━━━━━ DOCUMENT TEXT

The ClangToT bots take a long time to cycle; we need more builders |
|||||||
Issue descriptionMany of the bots on https://build.chromium.org/p/chromium.fyi/console?category=clang%20tot take a long time to build. This hurts us because it takes longer to detect upstream compiler problems. Filing this to track getting more builders set up. I'll add specifics below.
,
Sep 15 2017
Cross-posting my comment from the CL (crrev.com/c/667837). I'm assuming the tests are all running under swarming? If so, there's very little reason to keep things split and the way the builder/tester split is implemented today is quite expensive (we upload the whole build directory to cloud storage and download it again on the other bot). That upload/download step can actually be slower then the amount of time it takes to run the tests :(. If/when we fix crbug.com/754104, the builder/tester split might make more sense again. Thoughts?
,
Sep 15 2017
(see also issue 587879 )
,
Sep 15 2017
Let's do it!
New sketch:
{
'master': 'ChromiumFYI',
'builder': [
'ClangToTLinux',
'ClangToTLinux tester', <--- Merge with the builder, move to build44-m1
],
'hostname': 'slave3-c1',
'os': 'linux',
'version': 'precise',
'bits': '64',
},
{
'master': 'ChromiumFYI',
'builder': [
'ClangToTLinuxASan',
'ClangToTLinuxASan tester', <--- Merge with builder.
],
'hostname': 'slave4-c1',
'os': 'linux',
'version': 'precise',
'bits': '64',
},
{
'master': 'ChromiumFYI',
'builder': [
'ClangToTLinuxLLD',
'ClangToTLinuxLLD tester', <--- Merge with builder, move to slave3-c1.

━━━━━━━━━━

◆ EXERCISE TASK
In the thread on the ClangToT bots, why does the Sep 15 comment argue against keeping the builder/tester split? Answer in one to three sentences.

━━━━━ RECORDS SUPPLIED

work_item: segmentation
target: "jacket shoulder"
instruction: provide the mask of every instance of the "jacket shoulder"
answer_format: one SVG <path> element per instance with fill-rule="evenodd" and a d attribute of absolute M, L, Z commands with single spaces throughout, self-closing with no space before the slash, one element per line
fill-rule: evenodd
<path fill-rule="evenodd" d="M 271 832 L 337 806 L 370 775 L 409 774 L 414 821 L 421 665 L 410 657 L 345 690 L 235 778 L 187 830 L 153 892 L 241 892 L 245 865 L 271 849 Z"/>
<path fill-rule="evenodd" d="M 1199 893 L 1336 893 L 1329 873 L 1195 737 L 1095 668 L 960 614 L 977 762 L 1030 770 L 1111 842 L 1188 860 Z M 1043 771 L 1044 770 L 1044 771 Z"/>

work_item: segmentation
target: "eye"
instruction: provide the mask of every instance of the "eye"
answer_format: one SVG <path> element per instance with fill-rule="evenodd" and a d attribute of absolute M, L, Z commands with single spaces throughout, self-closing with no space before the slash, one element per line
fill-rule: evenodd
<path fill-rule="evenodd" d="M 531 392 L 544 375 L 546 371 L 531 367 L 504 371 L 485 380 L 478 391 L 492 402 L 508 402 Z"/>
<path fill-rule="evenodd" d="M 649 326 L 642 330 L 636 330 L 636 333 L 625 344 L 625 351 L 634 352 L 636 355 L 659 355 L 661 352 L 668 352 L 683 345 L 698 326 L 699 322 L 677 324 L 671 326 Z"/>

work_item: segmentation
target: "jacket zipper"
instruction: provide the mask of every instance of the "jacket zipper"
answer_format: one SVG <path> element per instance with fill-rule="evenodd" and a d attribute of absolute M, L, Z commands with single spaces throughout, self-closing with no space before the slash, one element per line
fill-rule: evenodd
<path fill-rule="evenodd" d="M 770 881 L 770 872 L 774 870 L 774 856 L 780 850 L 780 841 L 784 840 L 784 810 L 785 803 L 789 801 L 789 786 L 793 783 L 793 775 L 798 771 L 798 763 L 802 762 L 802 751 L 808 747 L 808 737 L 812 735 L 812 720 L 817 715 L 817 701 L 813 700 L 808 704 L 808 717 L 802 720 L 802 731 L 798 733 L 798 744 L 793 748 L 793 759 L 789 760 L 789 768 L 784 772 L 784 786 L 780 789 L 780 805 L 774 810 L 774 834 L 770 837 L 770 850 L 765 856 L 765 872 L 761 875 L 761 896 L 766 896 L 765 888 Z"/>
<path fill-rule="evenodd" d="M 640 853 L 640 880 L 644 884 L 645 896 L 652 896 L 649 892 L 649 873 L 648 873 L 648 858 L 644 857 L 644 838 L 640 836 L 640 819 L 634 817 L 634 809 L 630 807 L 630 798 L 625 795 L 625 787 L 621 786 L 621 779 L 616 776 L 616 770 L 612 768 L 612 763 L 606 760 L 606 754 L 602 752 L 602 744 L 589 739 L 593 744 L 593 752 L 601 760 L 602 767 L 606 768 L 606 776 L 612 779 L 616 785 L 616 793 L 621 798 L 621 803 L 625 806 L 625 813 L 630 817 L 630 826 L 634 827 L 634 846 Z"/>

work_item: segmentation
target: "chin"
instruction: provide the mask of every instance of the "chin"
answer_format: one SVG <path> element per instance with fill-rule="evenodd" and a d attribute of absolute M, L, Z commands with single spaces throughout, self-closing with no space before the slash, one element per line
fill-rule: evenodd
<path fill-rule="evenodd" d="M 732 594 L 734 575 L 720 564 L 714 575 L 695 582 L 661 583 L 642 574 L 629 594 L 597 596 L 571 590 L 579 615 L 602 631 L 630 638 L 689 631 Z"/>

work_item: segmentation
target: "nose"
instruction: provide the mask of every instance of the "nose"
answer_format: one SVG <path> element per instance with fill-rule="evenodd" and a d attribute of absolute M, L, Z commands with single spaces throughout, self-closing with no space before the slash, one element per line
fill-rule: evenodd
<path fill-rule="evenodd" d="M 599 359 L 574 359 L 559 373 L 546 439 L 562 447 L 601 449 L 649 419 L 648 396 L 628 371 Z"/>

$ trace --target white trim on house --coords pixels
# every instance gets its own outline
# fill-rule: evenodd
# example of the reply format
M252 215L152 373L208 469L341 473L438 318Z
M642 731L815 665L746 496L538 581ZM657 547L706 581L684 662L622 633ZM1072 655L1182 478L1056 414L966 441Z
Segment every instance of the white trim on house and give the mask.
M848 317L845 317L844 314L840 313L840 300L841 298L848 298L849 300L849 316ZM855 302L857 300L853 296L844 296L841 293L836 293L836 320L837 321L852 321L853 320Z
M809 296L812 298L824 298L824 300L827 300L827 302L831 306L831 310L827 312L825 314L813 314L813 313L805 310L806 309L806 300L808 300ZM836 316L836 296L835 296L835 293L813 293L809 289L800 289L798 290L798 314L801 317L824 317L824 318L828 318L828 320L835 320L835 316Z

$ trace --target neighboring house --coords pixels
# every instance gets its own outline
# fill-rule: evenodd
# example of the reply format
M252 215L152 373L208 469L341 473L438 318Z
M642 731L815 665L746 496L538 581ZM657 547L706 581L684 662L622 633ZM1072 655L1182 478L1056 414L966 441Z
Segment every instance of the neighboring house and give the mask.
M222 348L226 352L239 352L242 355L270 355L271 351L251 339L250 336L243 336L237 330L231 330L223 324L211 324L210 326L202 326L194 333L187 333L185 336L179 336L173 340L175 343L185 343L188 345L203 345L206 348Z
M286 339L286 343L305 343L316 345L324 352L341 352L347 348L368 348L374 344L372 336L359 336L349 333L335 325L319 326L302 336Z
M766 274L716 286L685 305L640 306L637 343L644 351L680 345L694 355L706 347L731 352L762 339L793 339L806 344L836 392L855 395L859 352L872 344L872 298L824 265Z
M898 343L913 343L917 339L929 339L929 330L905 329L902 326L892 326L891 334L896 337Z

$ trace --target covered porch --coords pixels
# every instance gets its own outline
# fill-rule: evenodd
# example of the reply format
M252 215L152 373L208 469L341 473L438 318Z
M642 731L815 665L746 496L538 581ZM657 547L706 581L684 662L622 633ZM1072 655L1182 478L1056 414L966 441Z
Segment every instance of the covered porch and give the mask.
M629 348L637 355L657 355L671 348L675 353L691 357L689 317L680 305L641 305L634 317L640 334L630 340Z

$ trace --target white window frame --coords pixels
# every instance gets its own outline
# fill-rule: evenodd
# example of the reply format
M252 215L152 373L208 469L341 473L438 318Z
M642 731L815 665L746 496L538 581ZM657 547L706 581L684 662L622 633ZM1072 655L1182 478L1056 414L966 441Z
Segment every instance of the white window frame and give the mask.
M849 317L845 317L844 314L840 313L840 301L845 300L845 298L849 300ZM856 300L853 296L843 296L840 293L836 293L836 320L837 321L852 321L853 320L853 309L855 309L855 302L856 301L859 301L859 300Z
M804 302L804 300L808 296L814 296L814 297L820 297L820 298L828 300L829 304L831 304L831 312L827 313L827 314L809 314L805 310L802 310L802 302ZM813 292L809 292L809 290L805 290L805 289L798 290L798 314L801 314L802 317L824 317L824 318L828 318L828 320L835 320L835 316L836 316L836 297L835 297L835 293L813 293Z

━━━━━━━━━━

◆ THE OUTPUT
If the tests all run under swarming, there is little reason to keep the builder and tester separate, and the current split is expensive. It uploads the whole build directory to cloud storage and downloads it again on the other bot, a step that can take longer than running the tests themselves.